▶ [What to do]
Please gather every line in the data below that contains the word "wing" and copy each of those lines unchanged. Case counts, so match only that exact capitalization.

▶ [Entries shown]
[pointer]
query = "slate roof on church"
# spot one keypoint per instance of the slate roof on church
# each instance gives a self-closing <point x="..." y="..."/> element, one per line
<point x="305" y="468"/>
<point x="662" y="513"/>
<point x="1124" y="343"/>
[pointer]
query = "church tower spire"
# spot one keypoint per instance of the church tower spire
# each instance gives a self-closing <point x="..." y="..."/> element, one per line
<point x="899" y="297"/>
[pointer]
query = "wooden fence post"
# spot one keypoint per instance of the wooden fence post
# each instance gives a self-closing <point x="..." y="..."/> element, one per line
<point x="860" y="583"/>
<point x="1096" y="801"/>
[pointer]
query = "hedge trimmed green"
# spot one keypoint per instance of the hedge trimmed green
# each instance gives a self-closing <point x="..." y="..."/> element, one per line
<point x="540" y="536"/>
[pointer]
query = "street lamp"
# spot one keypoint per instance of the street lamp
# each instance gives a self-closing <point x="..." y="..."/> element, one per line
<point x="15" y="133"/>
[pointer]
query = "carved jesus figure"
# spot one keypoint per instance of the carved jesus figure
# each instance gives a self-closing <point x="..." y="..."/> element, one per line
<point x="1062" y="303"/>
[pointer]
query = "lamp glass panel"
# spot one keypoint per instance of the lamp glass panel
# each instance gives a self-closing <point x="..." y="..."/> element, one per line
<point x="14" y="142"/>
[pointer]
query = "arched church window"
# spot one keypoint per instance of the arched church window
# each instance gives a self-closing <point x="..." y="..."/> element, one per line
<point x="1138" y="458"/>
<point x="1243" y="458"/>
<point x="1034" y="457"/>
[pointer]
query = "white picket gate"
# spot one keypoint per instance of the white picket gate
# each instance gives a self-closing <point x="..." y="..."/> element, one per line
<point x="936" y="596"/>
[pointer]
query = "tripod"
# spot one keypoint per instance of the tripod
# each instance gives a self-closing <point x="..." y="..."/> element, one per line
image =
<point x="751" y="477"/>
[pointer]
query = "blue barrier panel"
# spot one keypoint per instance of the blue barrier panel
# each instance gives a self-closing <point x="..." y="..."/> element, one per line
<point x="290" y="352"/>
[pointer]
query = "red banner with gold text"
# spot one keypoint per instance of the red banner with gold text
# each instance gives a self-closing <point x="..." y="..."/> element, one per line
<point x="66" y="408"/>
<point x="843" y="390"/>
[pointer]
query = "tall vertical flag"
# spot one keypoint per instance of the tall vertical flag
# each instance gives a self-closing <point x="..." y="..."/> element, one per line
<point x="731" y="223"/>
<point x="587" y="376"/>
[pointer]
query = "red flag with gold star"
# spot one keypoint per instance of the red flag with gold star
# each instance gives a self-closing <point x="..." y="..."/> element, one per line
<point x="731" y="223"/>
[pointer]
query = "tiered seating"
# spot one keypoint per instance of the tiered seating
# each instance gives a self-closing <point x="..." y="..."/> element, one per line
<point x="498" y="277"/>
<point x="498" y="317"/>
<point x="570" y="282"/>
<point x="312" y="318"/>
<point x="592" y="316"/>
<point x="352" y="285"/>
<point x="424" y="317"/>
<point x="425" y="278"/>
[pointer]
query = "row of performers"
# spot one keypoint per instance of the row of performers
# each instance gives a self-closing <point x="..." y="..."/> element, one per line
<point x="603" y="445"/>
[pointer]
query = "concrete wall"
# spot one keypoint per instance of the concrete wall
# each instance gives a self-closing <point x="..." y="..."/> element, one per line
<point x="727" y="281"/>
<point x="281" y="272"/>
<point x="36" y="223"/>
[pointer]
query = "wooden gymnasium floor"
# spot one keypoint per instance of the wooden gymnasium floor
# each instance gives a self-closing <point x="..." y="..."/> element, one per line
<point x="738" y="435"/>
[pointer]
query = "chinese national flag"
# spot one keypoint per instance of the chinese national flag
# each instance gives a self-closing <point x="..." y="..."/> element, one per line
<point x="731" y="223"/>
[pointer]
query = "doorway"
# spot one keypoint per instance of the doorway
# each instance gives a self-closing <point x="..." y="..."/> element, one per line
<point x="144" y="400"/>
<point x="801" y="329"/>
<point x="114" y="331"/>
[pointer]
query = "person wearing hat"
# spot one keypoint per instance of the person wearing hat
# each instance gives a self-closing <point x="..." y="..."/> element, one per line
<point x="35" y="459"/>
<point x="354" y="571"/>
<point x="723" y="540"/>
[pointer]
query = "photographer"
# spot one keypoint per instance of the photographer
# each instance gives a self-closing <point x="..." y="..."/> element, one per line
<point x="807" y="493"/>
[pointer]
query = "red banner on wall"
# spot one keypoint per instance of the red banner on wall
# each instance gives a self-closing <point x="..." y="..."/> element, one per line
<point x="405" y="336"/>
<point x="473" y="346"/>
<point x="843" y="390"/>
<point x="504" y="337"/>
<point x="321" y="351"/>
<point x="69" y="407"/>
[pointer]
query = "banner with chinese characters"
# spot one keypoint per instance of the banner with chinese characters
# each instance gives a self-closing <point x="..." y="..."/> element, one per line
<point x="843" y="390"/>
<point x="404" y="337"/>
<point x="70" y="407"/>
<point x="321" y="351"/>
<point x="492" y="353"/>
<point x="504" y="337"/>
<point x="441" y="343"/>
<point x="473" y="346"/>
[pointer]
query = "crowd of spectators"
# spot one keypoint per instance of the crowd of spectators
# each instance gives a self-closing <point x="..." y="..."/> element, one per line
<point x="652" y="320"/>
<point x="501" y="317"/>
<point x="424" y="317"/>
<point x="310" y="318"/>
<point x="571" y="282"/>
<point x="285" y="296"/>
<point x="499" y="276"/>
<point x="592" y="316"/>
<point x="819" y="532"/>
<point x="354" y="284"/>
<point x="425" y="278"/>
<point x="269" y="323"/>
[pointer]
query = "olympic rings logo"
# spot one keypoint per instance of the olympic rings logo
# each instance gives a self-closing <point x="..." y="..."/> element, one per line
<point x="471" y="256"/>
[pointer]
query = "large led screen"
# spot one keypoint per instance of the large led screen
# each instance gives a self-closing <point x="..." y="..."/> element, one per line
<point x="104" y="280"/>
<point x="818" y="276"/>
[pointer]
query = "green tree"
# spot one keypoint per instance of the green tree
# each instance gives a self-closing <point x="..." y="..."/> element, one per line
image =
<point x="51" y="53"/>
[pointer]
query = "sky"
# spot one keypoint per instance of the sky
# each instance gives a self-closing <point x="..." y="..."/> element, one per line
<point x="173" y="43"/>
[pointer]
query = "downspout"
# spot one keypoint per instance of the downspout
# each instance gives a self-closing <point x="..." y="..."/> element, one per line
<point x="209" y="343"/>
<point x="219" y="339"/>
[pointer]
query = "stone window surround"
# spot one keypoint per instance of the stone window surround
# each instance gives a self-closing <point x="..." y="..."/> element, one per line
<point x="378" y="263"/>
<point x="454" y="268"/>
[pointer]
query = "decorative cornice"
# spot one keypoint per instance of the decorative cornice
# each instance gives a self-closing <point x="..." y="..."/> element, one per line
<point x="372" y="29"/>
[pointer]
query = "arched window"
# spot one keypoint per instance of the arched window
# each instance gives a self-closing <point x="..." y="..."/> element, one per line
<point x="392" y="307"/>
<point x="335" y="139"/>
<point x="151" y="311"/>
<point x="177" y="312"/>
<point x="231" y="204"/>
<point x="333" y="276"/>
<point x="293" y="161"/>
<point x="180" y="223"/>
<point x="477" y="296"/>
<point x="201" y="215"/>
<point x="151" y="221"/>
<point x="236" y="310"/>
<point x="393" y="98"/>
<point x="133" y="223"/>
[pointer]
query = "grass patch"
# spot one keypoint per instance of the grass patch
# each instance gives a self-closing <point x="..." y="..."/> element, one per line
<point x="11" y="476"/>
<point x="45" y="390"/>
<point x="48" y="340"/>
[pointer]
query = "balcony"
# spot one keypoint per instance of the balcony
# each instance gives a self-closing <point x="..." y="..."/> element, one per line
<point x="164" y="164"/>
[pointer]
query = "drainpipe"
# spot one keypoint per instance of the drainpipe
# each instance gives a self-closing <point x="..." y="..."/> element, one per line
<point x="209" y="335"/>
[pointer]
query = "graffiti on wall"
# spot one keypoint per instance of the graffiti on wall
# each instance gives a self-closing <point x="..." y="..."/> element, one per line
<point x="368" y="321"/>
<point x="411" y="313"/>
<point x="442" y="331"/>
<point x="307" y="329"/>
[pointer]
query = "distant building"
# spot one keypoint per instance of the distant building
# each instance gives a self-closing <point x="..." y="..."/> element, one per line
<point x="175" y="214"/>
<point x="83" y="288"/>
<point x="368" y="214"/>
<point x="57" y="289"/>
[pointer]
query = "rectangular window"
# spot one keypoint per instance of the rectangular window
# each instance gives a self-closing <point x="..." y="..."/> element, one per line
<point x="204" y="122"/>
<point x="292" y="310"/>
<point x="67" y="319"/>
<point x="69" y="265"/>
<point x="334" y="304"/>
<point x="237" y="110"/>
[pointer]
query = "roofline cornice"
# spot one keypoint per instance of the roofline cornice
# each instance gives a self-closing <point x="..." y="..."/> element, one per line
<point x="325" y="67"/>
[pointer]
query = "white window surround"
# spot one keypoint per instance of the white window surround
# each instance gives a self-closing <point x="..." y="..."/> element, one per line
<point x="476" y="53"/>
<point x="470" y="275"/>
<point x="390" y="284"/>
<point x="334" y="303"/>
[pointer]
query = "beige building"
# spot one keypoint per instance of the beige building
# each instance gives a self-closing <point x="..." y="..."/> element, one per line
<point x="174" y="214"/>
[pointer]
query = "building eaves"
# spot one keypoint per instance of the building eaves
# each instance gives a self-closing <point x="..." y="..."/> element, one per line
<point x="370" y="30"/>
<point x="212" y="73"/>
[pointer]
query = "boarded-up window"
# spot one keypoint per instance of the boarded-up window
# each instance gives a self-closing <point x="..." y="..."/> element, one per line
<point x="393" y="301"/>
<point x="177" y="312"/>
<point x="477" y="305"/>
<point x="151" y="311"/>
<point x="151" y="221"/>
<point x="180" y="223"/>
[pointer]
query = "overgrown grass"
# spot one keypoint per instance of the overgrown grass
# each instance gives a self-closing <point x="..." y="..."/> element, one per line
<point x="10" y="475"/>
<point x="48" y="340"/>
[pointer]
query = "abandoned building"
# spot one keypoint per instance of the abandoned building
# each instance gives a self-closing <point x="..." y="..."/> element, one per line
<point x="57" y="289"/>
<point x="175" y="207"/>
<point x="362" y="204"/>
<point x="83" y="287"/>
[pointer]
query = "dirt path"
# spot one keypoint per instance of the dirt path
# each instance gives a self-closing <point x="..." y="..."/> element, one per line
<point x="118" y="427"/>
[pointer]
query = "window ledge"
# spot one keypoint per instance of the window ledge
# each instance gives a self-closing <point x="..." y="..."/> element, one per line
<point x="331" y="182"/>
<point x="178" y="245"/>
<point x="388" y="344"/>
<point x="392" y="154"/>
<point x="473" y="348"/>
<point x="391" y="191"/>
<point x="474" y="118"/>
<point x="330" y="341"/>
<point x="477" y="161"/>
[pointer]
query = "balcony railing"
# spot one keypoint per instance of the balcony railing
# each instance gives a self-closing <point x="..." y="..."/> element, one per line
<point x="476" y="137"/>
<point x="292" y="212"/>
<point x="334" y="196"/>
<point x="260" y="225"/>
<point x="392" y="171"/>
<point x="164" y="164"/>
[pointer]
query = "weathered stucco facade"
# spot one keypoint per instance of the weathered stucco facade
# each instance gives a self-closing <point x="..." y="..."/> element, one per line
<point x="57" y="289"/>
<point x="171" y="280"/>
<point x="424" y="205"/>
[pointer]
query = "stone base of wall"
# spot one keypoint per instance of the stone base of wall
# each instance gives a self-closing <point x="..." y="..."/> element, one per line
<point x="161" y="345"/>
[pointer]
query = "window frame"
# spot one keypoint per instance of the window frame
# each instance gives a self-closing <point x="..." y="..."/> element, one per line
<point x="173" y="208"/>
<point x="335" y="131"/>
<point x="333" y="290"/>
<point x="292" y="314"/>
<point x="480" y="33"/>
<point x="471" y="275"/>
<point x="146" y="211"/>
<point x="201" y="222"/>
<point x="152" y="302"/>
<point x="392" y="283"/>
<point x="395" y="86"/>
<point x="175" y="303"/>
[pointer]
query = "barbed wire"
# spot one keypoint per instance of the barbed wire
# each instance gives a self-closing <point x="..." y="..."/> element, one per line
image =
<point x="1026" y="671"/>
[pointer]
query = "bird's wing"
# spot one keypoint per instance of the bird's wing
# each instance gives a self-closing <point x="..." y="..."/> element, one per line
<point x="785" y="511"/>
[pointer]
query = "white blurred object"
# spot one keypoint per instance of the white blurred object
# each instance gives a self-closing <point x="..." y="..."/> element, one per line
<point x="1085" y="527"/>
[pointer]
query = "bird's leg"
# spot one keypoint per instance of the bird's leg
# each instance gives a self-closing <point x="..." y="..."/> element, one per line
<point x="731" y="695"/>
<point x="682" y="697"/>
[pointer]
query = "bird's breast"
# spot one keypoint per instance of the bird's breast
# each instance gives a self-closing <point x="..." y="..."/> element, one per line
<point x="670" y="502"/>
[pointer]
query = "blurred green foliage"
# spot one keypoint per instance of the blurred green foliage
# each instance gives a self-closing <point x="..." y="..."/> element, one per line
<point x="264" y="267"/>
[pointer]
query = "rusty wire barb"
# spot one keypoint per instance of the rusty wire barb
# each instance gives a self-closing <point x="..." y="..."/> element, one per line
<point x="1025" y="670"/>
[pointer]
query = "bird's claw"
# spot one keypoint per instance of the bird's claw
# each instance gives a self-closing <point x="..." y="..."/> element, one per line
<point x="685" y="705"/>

▶ [Task output]
query = "bird's wing"
# spot one keypoint per instance of the bird's wing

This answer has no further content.